__Page extract__:
= = = =

Armenian News Network / Groong
By Eddie Arnavoudian

June 4, 2007

PART ONE: Armenian émigré capital and the character of
	  Armenian nationalism

Leo's `Khoja Capital: the social & political role of merchant capital
among Armenians', for all its gross faults, including the most
atrocious 1930s orthography (which of course was not Leo's personal
responsibility) is an exceedingly valuable history of Armenian
commerce in the 17 and 18th centuries. It offers, furthermore, an
intelligent assessment of the influence Armenian merchant capital had
on the shaping of modern Armenian nationalism. The argument is
frequently crude, often too categorical in the face of historical
complexity and in places significantly contradictory. It is marked in
addition by an unpleasant passion characteristic of a newly converted
Marxist zealot espousing an ideological outlook he has only a dogmatic
grasp of. Yet Leo brings to his enterprise a vigorous, erudite and
questioning mind and so affords readers an opportunity to ponder some
of the factors that distorted the development of the modern Armenian
nation. The following is offered in the spirit of discussion and
debate and not as an expression of hard and fast opinion.

= = = =

__Input__:
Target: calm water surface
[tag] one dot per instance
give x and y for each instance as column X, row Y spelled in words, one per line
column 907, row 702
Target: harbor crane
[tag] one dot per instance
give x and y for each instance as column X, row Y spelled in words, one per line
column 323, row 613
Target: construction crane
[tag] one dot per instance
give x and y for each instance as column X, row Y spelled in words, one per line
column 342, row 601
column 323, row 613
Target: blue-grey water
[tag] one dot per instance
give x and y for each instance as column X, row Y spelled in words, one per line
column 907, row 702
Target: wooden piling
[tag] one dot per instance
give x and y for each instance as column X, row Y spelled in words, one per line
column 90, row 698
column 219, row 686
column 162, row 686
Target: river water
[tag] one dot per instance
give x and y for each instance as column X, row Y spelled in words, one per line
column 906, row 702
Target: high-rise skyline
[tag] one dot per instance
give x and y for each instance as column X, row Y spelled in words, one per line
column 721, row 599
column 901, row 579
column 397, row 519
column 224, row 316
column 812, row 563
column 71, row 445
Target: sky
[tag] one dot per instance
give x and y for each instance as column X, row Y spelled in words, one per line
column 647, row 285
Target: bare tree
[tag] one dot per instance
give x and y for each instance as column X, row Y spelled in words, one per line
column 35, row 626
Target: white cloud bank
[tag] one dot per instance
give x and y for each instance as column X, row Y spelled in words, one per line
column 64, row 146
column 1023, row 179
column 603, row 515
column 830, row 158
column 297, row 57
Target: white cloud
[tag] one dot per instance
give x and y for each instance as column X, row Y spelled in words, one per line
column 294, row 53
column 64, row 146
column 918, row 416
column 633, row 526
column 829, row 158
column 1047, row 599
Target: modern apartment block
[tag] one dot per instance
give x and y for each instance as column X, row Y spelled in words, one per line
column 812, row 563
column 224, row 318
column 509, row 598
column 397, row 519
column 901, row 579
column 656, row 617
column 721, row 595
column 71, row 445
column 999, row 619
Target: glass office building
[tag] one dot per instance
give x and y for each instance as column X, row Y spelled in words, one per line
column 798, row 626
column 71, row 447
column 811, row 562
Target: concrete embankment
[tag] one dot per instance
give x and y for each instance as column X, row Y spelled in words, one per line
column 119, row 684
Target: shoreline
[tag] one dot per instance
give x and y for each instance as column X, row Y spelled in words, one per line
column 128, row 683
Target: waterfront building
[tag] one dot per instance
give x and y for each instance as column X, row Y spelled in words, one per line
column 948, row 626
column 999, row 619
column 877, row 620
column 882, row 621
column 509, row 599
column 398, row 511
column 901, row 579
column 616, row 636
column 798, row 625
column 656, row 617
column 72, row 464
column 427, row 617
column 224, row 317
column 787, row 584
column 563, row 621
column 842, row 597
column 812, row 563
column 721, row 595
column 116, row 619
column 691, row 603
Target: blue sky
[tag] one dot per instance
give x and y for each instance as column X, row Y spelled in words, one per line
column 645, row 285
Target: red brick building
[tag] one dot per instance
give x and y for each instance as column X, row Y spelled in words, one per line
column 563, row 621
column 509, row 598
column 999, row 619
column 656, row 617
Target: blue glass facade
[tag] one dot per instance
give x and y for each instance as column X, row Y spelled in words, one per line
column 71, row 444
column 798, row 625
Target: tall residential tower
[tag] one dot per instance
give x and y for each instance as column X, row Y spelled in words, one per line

= = = =

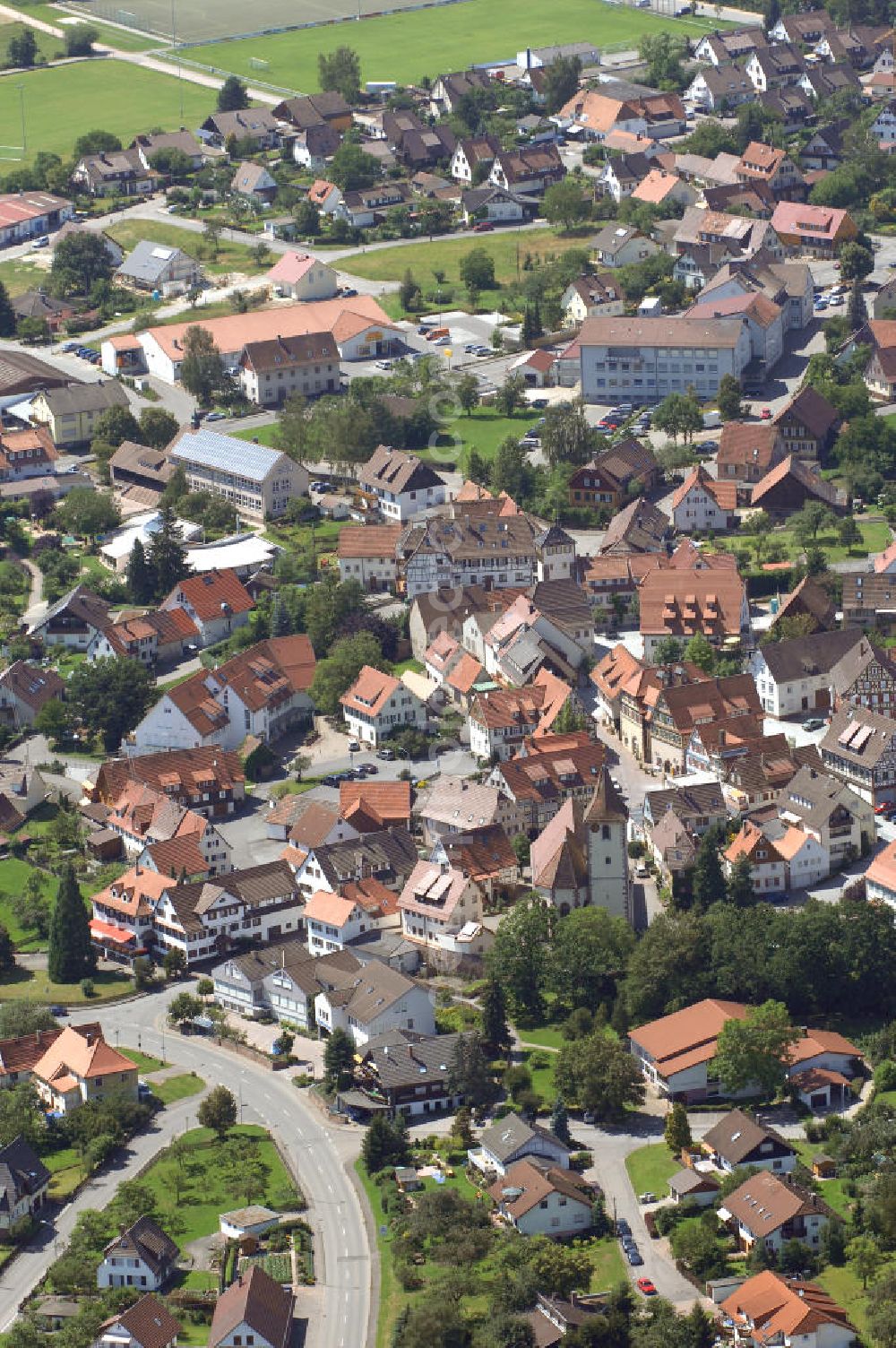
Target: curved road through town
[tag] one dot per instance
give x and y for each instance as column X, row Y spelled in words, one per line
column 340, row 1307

= = = =

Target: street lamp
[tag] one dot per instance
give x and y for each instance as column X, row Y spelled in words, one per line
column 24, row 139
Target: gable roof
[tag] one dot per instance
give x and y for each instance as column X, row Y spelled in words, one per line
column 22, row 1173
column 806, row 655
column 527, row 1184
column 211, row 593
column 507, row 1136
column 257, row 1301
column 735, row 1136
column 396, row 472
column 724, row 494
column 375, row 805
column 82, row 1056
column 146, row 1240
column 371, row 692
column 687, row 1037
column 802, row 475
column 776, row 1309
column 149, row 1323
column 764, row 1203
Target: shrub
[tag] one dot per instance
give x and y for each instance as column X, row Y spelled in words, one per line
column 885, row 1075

= = = =

__Work to do__:
A. Condense the paragraph of the essay extract on Armenian merchant capital that begins "Leo's `Khoja Capital" into a short bulleted list that keeps its main facts.
B. From the rows, convert the lines starting with the one containing "Target: gable roof" and going on through the one containing "column 885, row 1075" into a Markdown table with the columns "No." and "Line", one line per table row, leaving out any blank lines.
The essay extract and the rows were taken from different sources.

__Solutions to the tasks__:
A.
- Leo's "Khoja Capital: the social & political role of merchant capital among Armenians" is a highly valuable history of Armenian commerce in the 17th and 18th centuries.
- It is hampered by serious faults, including atrocious 1930s orthography, which was not Leo's own doing.
- It also gives an intelligent assessment of how Armenian merchant capital shaped modern Armenian nationalism.
- Its argument is often crude, too categorical given historical complexity, and in places contradictory.
- It shows the unpleasant passion of a newly converted Marxist zealot with only a dogmatic grasp of that outlook.
- Even so, Leo's vigorous, erudite and questioning mind lets readers consider factors that distorted the modern Armenian nation's development.
- The discussion that follows is offered for debate, not as fixed opinion.

B.
| No. | Line |
|---|---|
| 1 | Target: gable roof |
| 2 | [tag] one dot per instance |
| 3 | give x and y for each instance as column X, row Y spelled in words, one per line |
| 4 | column 22, row 1173 |
| 5 | column 806, row 655 |
| 6 | column 527, row 1184 |
| 7 | column 211, row 593 |
| 8 | column 507, row 1136 |
| 9 | column 257, row 1301 |
| 10 | column 735, row 1136 |
| 11 | column 396, row 472 |
| 12 | column 724, row 494 |
| 13 | column 375, row 805 |
| 14 | column 82, row 1056 |
| 15 | column 146, row 1240 |
| 16 | column 371, row 692 |
| 17 | column 687, row 1037 |
| 18 | column 802, row 475 |
| 19 | column 776, row 1309 |
| 20 | column 149, row 1323 |
| 21 | column 764, row 1203 |
| 22 | Target: shrub |
| 23 | [tag] one dot per instance |
| 24 | give x and y for each instance as column X, row Y spelled in words, one per line |
| 25 | column 885, row 1075 |